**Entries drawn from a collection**

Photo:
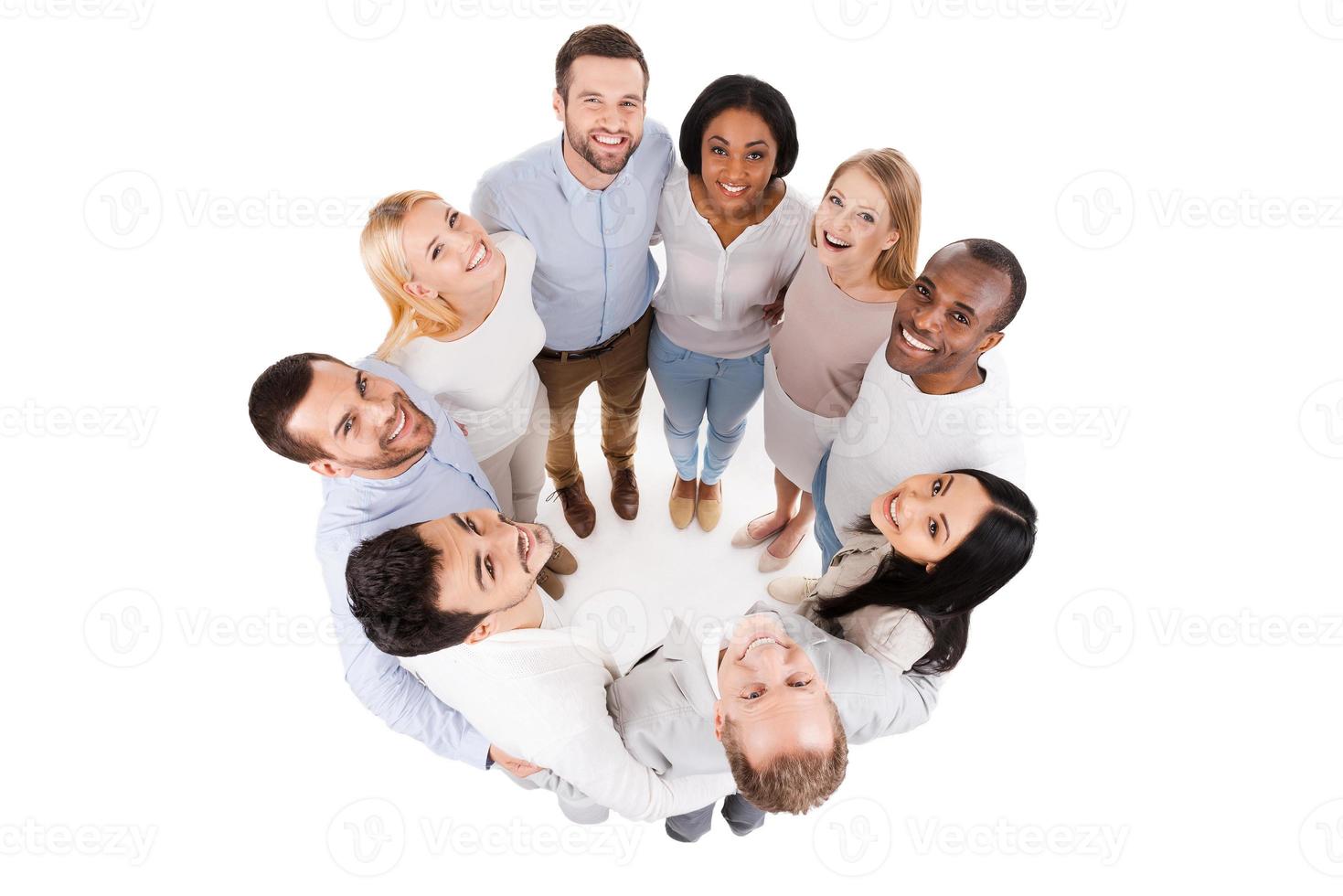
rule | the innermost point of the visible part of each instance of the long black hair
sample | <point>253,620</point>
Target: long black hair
<point>986,560</point>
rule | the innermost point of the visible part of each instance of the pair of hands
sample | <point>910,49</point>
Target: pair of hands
<point>520,767</point>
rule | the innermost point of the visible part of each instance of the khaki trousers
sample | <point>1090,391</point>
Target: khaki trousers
<point>619,375</point>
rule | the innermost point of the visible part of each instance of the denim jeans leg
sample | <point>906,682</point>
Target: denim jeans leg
<point>732,394</point>
<point>682,380</point>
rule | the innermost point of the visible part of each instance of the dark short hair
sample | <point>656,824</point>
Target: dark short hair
<point>596,40</point>
<point>392,590</point>
<point>741,91</point>
<point>1001,258</point>
<point>274,397</point>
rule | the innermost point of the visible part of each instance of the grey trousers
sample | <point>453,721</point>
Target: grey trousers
<point>741,818</point>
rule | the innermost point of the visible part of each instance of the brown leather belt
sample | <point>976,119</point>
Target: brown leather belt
<point>601,348</point>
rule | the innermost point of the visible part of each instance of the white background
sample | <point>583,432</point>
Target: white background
<point>1153,701</point>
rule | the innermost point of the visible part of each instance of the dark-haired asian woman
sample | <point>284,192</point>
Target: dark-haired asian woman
<point>735,234</point>
<point>933,549</point>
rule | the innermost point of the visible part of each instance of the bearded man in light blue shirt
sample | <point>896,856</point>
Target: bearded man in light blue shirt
<point>587,200</point>
<point>389,454</point>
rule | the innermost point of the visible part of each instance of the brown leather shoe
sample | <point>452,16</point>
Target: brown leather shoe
<point>624,493</point>
<point>578,509</point>
<point>561,560</point>
<point>551,583</point>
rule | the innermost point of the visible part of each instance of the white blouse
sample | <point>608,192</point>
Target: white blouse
<point>712,298</point>
<point>486,379</point>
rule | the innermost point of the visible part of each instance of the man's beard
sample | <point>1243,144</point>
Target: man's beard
<point>391,460</point>
<point>579,144</point>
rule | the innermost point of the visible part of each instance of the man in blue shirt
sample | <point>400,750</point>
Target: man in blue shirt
<point>587,200</point>
<point>389,455</point>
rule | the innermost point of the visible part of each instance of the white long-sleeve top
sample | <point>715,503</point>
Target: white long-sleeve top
<point>540,695</point>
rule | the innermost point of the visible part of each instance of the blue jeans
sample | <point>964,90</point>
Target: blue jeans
<point>822,528</point>
<point>693,386</point>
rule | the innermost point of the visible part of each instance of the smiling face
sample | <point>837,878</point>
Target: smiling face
<point>925,517</point>
<point>489,566</point>
<point>603,113</point>
<point>942,323</point>
<point>447,251</point>
<point>736,159</point>
<point>853,225</point>
<point>363,423</point>
<point>771,692</point>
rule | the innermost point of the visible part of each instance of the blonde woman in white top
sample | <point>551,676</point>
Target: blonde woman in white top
<point>733,235</point>
<point>464,328</point>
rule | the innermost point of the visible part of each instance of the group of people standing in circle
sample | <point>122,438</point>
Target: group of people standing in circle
<point>875,374</point>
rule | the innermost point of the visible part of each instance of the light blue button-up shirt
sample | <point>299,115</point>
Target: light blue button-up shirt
<point>446,480</point>
<point>594,272</point>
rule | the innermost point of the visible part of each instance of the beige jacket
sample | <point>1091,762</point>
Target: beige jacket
<point>892,635</point>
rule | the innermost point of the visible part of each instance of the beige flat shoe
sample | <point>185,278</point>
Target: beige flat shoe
<point>681,509</point>
<point>743,538</point>
<point>791,589</point>
<point>708,511</point>
<point>770,563</point>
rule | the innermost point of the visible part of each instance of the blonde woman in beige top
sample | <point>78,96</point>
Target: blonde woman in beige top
<point>837,314</point>
<point>931,549</point>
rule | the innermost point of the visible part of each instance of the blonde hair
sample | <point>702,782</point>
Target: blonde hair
<point>384,260</point>
<point>900,187</point>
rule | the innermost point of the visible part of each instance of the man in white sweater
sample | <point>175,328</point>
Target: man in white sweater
<point>455,598</point>
<point>933,398</point>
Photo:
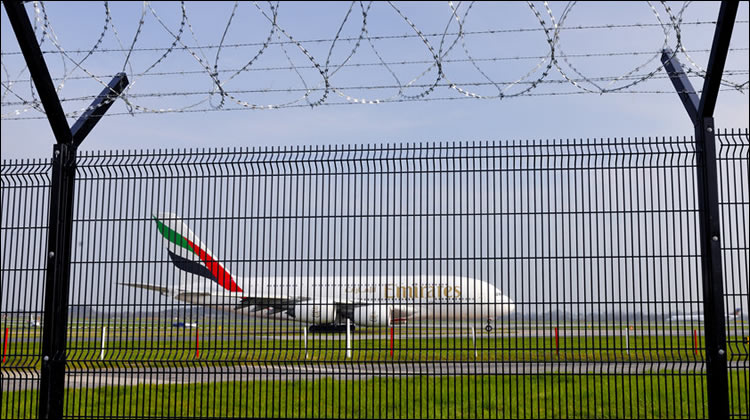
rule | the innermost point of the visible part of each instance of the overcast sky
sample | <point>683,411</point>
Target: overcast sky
<point>77,26</point>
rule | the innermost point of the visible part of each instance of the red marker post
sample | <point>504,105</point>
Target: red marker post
<point>557,343</point>
<point>197,343</point>
<point>391,341</point>
<point>5,345</point>
<point>695,342</point>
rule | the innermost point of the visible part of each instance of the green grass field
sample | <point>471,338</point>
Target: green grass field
<point>84,348</point>
<point>533,396</point>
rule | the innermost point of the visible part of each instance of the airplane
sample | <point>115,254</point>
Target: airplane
<point>734,316</point>
<point>324,302</point>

**Stated goal**
Copy all of the lines above word for word, omitting the pictures from your copy.

**Output for this exercise**
Photo:
rule | the innermost point of the visible part of each instance of the long black hair
sample | <point>253,620</point>
Target: long black hair
<point>986,560</point>
rule | the innermost point of the visible part of each instance of the pair of hands
sample | <point>910,49</point>
Target: pair of hands
<point>520,767</point>
rule | the innermost point of the visible part of each instance of the khaki trousers
sample | <point>1090,391</point>
Target: khaki trousers
<point>619,375</point>
rule | the innermost point of the visible part of each instance of the denim jeans leg
sample | <point>906,682</point>
Target: denim jeans leg
<point>732,394</point>
<point>682,380</point>
rule | the innermost point of the visible part of each instance of the dark short hair
sample | <point>656,824</point>
Target: dark short hair
<point>596,40</point>
<point>392,590</point>
<point>741,91</point>
<point>1001,258</point>
<point>274,397</point>
rule | the innermost point of the visible part of each instance of the grey trousers
sample | <point>453,721</point>
Target: grey trousers
<point>741,818</point>
rule | the innermost point of the visible part of each instance of the brown leather belt
sample | <point>976,119</point>
Target: brown leather belt
<point>601,348</point>
rule | the innermost point of the visible part of each instance of the white background
sample | <point>583,432</point>
Target: white background
<point>1153,701</point>
rule | the innermost point of the visible part of each instance of the dark-haired asian woman
sample | <point>284,192</point>
Target: dark-haired asian woman
<point>735,234</point>
<point>933,549</point>
rule | the innermost point of the visible part of each instance of the bearded man in light blue shirt
sample | <point>896,856</point>
Target: bearded man in light blue shirt
<point>587,200</point>
<point>389,454</point>
rule | the innermost point of the visible part of each instance of the brown leather shoe
sample | <point>452,16</point>
Target: brown leather shoe
<point>624,493</point>
<point>578,509</point>
<point>561,560</point>
<point>551,583</point>
rule | the innermost point of the visible part of each instance of the white blouse
sample | <point>608,192</point>
Target: white blouse
<point>712,298</point>
<point>486,379</point>
rule | the innermost point of the visible part of each instance of the man's beard
sample | <point>1243,144</point>
Target: man's beard
<point>391,460</point>
<point>579,144</point>
rule | the innermost point of the visible part of each instance of the man in blue shirt
sample | <point>400,750</point>
Target: man in blue shirt
<point>587,200</point>
<point>389,455</point>
rule | the innermost point of the visible part of each instance of the white long-sleeve top
sample | <point>715,503</point>
Target: white long-sleeve top
<point>540,695</point>
rule | the innermost point of the visible part of each instance of the blue jeans
sample | <point>964,90</point>
Target: blue jeans
<point>822,528</point>
<point>693,386</point>
rule | the innermost point of the visible part of each instance of the smiling face
sample | <point>837,878</point>
Target: smiling face
<point>925,517</point>
<point>489,566</point>
<point>603,113</point>
<point>942,323</point>
<point>447,251</point>
<point>736,159</point>
<point>853,225</point>
<point>363,423</point>
<point>771,692</point>
rule | the innermost point of the visible part of each instance of the blonde woman in white top
sample | <point>551,676</point>
Target: blonde woman in white top
<point>733,235</point>
<point>464,328</point>
rule | the innermost point of the visible part of each instance of the group of people standing in circle
sample | <point>122,438</point>
Target: group of people standing in circle
<point>875,374</point>
rule | the innermost point of the visible part of each instance of the light blue button-up shirt
sample | <point>299,115</point>
Target: light blue button-up shirt
<point>446,480</point>
<point>594,272</point>
rule | the innermost point of the visible part of each instance of the beige jacket
sample | <point>1091,762</point>
Target: beige jacket
<point>892,635</point>
rule | the innermost point of the visible part of each instance of the beige flat shoe
sample | <point>185,278</point>
Target: beige flat shoe
<point>681,509</point>
<point>743,538</point>
<point>791,589</point>
<point>708,511</point>
<point>770,563</point>
rule | the innermost point of the visible part of each instance of the blonde woman in beige top
sample | <point>78,96</point>
Target: blonde woman in beige top
<point>837,314</point>
<point>931,549</point>
rule | the innermost point of the visible part of each instance of the blonde hair
sample | <point>702,782</point>
Target: blonde hair
<point>384,260</point>
<point>900,187</point>
rule | the innermost point of the visible part of each instance of the man in white sweater
sample | <point>175,328</point>
Target: man in white sweater
<point>455,598</point>
<point>933,398</point>
Photo:
rule | the innermost point of the visible part of each instance of the overcast sky
sample | <point>683,411</point>
Target: overcast sky
<point>77,26</point>
rule | the innermost point of the visible part of each instance of the red marker post
sample | <point>504,105</point>
Target: red marker post
<point>557,343</point>
<point>197,343</point>
<point>391,341</point>
<point>5,345</point>
<point>695,342</point>
rule | the innermost point of the visible part of each instance of the green grass field
sample | <point>471,338</point>
Target: green grass field
<point>84,348</point>
<point>533,396</point>
rule | the innermost point of the visible part of each instance of the airplane
sample | <point>115,254</point>
Target: airplane
<point>734,316</point>
<point>324,302</point>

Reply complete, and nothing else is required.